12 of 238 comments (clear)

  1. So, he's discovered the FPGA? by seanadams.com · · Score: 4, Insightful

    Don't bother reading TFA, there is no more information there than what's in the summary. Just some additional hand waving about how this enabling technology will magically detect and fix hardware bugs.

    I'm sure the professor has developed _something_, but the article sure doesn't give any clue what it might be. This story is nothing more than an exceptionally poor description of what any FPGA can do.

    1. Re:So, he's discovered the FPGA? by alx5000 · · Score: 5, Insightful

      Imagine for a moment that this guy has invented something new. Imagine, as the last line of the summary suggests, that "If they know that they could fix the problems later on, they could beat the competition to market."

      Sounds like the hardware version of Windows. Every user would be a beta tester. Your phone calls your friends in the middle of the night and makes strange noises? It's ok, we'll fix it soon. Meanwhile remember we were the first to offer scheduled calls for cell phones!

      --
      My 0.02 cents
  2. WTF? by PhxBlue · · Score: 4, Insightful

    So we'd get to have these chips in PCs sooner, and in return, they'd be less reliable? No thanks. One Pentium floating-point problem was bad enough.

    --
    !#@%*)anks for hanging up the phone, dear.
  3. So from a customer viewpoint by JanneM · · Score: 5, Insightful

    So, from a customer viewpoint, what this offers is slower, more expensive hardware that is less tested and buggier than the competitors coming down the pipeline in a month or two?

    I suspect I an do without.

▸ Information provided:
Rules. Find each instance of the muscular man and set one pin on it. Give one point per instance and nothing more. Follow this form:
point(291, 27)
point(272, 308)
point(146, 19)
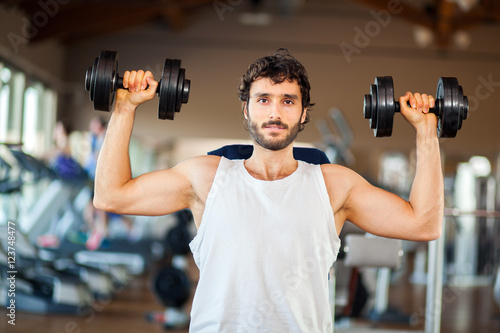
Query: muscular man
point(268, 226)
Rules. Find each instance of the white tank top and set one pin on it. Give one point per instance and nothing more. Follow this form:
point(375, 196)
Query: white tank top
point(264, 250)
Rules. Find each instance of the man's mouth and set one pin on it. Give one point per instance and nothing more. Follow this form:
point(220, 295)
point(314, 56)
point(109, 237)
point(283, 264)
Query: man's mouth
point(275, 125)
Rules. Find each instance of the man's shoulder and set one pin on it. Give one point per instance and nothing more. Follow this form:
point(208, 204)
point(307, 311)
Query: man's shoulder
point(205, 162)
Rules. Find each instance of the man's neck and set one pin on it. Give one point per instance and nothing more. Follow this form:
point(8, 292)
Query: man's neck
point(268, 164)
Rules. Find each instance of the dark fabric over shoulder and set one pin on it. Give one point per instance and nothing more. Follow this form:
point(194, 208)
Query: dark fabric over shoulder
point(238, 151)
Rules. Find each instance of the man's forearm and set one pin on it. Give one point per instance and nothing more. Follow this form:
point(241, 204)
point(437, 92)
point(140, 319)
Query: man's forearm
point(427, 193)
point(113, 165)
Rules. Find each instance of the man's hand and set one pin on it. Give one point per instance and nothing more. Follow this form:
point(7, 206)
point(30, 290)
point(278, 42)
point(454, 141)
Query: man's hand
point(418, 114)
point(135, 92)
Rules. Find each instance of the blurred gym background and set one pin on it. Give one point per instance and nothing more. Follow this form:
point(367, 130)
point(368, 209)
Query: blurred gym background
point(137, 274)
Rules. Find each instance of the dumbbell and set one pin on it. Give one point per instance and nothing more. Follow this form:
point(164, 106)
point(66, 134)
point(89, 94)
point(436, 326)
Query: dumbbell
point(102, 81)
point(451, 106)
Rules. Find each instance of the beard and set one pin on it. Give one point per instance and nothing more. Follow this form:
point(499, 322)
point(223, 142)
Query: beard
point(272, 143)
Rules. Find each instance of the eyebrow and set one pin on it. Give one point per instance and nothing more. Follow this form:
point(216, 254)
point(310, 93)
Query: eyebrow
point(264, 94)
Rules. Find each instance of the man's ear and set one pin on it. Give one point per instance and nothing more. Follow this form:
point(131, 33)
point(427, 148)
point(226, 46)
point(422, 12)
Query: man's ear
point(304, 115)
point(245, 110)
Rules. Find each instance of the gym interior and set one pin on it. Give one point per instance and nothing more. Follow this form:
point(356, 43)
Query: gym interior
point(67, 267)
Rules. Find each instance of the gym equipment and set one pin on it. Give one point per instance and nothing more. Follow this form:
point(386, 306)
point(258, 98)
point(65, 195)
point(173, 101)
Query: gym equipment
point(102, 81)
point(451, 106)
point(336, 144)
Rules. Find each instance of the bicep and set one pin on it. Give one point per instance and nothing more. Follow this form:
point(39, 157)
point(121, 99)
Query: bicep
point(155, 193)
point(380, 212)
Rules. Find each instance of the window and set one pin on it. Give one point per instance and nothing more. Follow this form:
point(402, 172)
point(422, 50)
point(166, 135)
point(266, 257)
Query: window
point(27, 111)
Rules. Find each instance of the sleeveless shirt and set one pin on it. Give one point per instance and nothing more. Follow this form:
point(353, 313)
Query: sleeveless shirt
point(264, 250)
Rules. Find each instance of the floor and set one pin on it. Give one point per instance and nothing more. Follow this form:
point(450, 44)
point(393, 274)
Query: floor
point(464, 310)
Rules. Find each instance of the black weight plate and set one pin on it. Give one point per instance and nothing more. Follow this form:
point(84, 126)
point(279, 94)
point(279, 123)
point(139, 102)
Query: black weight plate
point(186, 88)
point(90, 79)
point(374, 105)
point(104, 95)
point(174, 95)
point(385, 110)
point(165, 93)
point(180, 89)
point(448, 91)
point(172, 287)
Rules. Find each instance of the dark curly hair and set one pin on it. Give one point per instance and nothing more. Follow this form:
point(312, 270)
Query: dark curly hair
point(279, 67)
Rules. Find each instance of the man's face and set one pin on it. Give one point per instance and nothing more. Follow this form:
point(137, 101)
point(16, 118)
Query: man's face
point(274, 113)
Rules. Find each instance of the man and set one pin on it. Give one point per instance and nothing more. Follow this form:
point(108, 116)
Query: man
point(268, 226)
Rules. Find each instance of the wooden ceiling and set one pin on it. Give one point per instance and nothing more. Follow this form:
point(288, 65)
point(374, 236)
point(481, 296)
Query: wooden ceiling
point(74, 20)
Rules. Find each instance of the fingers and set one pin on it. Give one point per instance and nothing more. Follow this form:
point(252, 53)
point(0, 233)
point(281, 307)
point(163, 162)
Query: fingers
point(420, 102)
point(138, 80)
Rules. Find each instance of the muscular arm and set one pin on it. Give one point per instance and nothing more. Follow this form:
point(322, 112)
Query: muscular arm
point(154, 193)
point(385, 214)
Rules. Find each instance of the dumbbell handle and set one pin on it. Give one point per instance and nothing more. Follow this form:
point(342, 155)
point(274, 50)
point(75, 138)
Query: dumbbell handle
point(436, 109)
point(119, 84)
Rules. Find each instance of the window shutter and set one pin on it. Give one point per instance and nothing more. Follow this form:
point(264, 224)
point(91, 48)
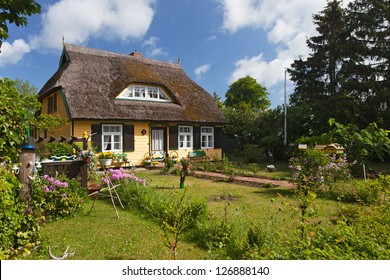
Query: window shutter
point(173, 138)
point(196, 137)
point(128, 138)
point(97, 138)
point(217, 137)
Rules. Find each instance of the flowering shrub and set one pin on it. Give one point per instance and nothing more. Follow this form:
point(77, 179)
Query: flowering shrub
point(19, 227)
point(56, 197)
point(338, 168)
point(316, 168)
point(86, 154)
point(118, 175)
point(106, 155)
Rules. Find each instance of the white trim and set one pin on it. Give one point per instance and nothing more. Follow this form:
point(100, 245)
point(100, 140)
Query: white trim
point(112, 138)
point(185, 137)
point(143, 92)
point(208, 133)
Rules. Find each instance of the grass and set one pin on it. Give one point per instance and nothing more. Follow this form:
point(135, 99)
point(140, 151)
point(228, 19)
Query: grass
point(100, 235)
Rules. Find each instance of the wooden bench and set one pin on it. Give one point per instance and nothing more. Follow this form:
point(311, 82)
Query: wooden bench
point(198, 155)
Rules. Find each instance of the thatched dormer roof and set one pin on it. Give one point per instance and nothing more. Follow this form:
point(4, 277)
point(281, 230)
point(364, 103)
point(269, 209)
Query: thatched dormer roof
point(90, 80)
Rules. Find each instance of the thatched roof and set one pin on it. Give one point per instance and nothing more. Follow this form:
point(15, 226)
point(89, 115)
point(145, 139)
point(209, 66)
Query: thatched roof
point(90, 80)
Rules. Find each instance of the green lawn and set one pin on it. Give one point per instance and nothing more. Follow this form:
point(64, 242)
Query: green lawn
point(100, 235)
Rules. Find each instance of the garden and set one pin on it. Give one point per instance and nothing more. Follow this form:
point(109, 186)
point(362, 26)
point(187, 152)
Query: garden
point(328, 214)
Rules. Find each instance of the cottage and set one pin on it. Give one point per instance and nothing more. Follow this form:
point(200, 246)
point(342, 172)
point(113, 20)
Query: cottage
point(132, 105)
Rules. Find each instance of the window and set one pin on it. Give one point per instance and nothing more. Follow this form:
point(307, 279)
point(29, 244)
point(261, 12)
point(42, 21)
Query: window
point(52, 103)
point(207, 137)
point(112, 138)
point(185, 137)
point(148, 93)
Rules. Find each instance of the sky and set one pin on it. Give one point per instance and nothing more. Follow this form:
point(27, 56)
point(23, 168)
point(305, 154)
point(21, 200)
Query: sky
point(217, 41)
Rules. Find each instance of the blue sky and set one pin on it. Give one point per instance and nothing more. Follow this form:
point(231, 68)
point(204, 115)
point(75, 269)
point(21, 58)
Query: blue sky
point(218, 41)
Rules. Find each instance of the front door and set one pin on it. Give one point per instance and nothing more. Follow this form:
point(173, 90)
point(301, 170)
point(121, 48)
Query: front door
point(158, 139)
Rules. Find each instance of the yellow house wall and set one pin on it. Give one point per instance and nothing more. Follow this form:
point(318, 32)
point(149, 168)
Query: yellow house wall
point(141, 142)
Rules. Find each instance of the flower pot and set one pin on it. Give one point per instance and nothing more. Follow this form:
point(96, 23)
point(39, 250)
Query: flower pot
point(105, 161)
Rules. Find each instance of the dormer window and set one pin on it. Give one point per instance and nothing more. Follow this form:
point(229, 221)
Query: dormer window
point(141, 92)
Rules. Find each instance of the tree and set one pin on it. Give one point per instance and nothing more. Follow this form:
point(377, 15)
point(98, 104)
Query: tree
point(362, 145)
point(347, 74)
point(369, 65)
point(247, 94)
point(18, 107)
point(318, 79)
point(14, 12)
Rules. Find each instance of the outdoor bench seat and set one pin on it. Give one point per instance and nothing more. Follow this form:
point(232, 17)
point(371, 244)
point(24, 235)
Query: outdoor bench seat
point(199, 155)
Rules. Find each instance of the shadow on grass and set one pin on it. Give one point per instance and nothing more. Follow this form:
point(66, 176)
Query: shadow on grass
point(274, 192)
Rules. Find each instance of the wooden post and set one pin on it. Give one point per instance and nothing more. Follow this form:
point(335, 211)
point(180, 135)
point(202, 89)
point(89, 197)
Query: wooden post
point(27, 160)
point(84, 178)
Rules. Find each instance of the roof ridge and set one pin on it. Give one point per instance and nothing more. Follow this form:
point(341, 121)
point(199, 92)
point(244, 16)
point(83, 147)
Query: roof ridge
point(105, 53)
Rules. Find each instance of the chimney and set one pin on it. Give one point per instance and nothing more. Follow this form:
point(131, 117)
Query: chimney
point(136, 54)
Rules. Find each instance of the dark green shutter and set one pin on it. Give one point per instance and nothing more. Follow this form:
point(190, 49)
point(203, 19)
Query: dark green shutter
point(173, 138)
point(128, 138)
point(96, 137)
point(217, 137)
point(196, 137)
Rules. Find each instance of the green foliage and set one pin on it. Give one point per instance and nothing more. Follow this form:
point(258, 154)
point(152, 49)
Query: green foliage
point(17, 110)
point(15, 12)
point(18, 106)
point(55, 198)
point(362, 144)
point(47, 150)
point(19, 228)
point(247, 94)
point(372, 192)
point(335, 80)
point(179, 216)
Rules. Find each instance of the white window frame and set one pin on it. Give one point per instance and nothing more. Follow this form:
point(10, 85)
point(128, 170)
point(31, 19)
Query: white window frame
point(208, 133)
point(115, 133)
point(185, 137)
point(142, 92)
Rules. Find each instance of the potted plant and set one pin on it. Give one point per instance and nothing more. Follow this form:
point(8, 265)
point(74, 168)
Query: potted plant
point(271, 168)
point(105, 158)
point(86, 156)
point(147, 160)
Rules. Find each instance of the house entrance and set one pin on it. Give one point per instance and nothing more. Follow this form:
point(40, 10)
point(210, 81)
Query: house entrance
point(158, 139)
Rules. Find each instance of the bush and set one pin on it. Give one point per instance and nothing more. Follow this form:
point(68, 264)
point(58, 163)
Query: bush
point(55, 198)
point(19, 228)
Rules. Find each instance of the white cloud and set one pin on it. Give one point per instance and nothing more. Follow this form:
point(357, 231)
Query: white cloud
point(13, 53)
point(287, 24)
point(80, 20)
point(151, 45)
point(201, 70)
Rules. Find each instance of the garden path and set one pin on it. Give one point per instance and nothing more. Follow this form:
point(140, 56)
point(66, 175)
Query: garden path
point(245, 180)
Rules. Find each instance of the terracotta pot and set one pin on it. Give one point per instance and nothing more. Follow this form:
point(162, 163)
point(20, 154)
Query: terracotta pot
point(105, 161)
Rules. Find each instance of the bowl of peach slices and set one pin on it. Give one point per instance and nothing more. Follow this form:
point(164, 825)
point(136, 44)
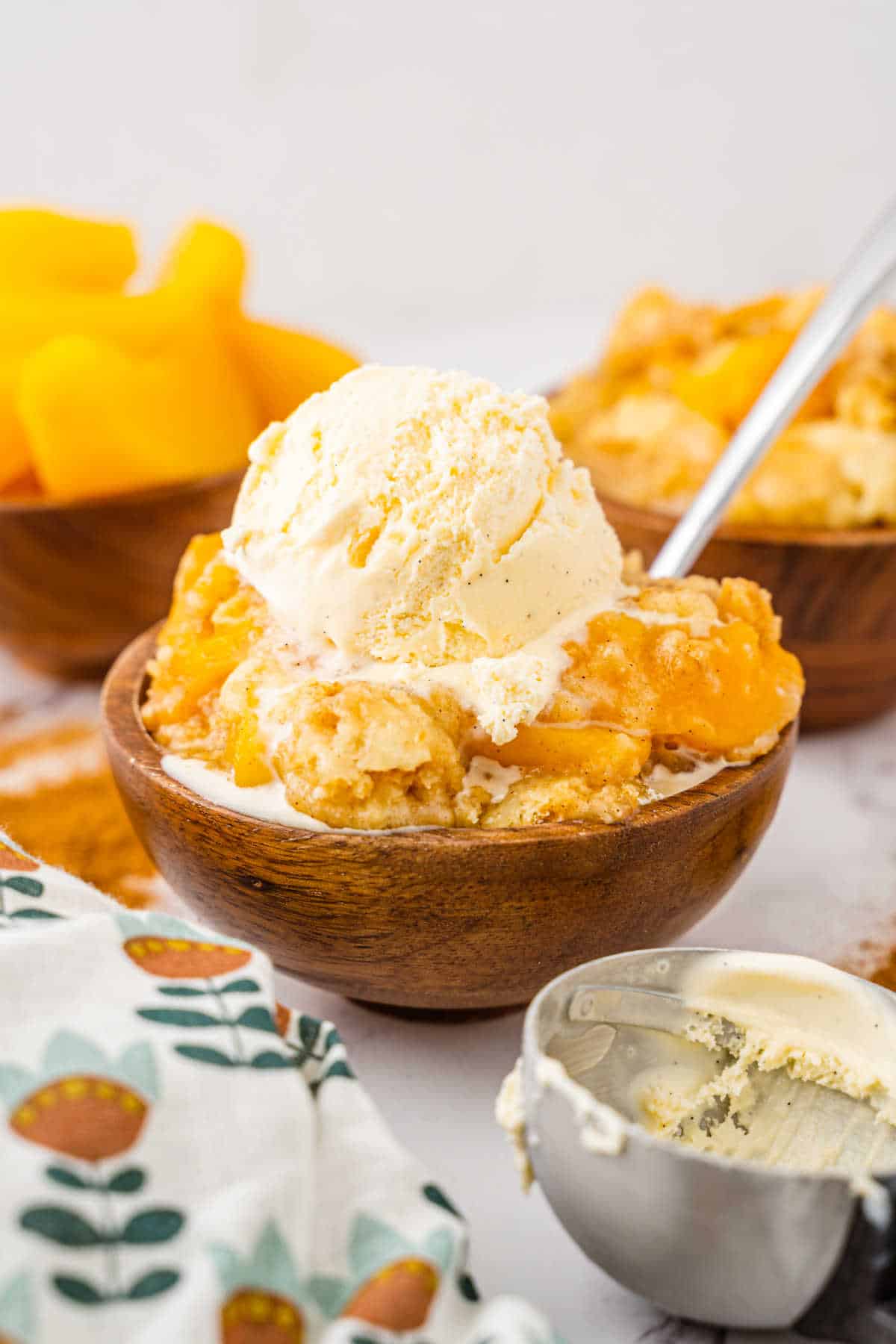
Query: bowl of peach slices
point(415, 727)
point(815, 523)
point(124, 421)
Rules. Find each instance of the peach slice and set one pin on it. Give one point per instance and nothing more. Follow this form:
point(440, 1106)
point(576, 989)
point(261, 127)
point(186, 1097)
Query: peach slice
point(726, 382)
point(588, 750)
point(40, 248)
point(101, 421)
point(285, 367)
point(15, 455)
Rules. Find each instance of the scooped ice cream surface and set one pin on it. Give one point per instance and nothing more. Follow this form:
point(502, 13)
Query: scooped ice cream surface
point(421, 517)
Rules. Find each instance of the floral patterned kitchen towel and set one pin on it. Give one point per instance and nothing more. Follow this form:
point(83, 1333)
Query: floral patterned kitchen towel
point(184, 1160)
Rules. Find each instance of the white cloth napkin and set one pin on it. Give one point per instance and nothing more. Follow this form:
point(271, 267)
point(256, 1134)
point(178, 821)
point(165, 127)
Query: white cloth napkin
point(183, 1160)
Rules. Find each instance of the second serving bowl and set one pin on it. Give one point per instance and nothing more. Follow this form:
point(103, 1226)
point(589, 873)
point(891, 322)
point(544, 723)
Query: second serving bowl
point(438, 920)
point(80, 578)
point(836, 591)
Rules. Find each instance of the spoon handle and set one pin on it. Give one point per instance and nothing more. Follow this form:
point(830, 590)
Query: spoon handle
point(809, 358)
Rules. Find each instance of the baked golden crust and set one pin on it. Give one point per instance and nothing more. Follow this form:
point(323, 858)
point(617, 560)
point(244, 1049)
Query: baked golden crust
point(692, 663)
point(675, 382)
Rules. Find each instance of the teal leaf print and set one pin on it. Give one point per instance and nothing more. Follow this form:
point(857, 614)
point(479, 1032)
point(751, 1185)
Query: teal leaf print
point(15, 1083)
point(270, 1060)
point(137, 1066)
point(179, 1016)
point(309, 1030)
point(153, 1225)
point(206, 1055)
point(60, 1226)
point(77, 1290)
point(149, 1285)
point(16, 1310)
point(437, 1196)
point(63, 1176)
point(438, 1246)
point(69, 1053)
point(328, 1293)
point(467, 1288)
point(127, 1182)
point(25, 886)
point(258, 1019)
point(339, 1068)
point(373, 1245)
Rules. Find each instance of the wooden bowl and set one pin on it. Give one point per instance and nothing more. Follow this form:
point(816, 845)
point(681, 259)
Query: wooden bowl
point(78, 579)
point(438, 920)
point(836, 591)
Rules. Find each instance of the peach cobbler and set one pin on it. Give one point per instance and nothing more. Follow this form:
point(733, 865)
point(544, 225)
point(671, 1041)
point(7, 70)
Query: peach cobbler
point(420, 616)
point(675, 382)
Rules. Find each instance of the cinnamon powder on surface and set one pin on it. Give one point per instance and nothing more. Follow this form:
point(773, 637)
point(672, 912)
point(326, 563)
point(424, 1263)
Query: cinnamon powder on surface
point(58, 801)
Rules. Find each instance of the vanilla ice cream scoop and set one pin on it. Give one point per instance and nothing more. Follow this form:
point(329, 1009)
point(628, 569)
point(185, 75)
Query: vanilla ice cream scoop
point(408, 515)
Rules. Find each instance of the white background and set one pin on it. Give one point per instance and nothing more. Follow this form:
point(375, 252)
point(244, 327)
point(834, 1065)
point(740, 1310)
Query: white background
point(413, 174)
point(480, 184)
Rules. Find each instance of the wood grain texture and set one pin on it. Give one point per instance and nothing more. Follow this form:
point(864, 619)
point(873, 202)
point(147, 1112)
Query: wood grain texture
point(835, 591)
point(438, 920)
point(80, 579)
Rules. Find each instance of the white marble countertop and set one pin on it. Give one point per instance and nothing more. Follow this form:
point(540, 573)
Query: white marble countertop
point(822, 880)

▸ Requests:
(A) In the comment thread, replace "hardware" with "equipment" and write out the passage from "So, from a customer" up to and including "month or two?".
(B) Copy the records out word for word, from the line with "Rules. Find each instance of the tree" up to and including the line with "point(274, 192)".

▸ Answers to the tasks:
(A)
So, from a customer viewpoint, what this offers is slower, more expensive equipment that is less tested and buggier than the competitors coming down the pipeline in a month or two?

(B)
Rules. Find each instance of the tree and set one pin on it. Give one point per instance and nothing more. Follow this form:
point(377, 15)
point(98, 104)
Query: tree
point(362, 145)
point(347, 74)
point(369, 65)
point(247, 94)
point(18, 107)
point(318, 79)
point(14, 12)
Rules. Find each instance of the outdoor bench seat and set one pin on it. Give one point per instance and nothing more. Follow this form:
point(232, 17)
point(371, 244)
point(24, 235)
Query: outdoor bench seat
point(199, 155)
Rules. Find each instance of the shadow on grass and set one pin on it. Give one point per instance and nothing more. Follow this form:
point(66, 176)
Query: shadow on grass
point(274, 192)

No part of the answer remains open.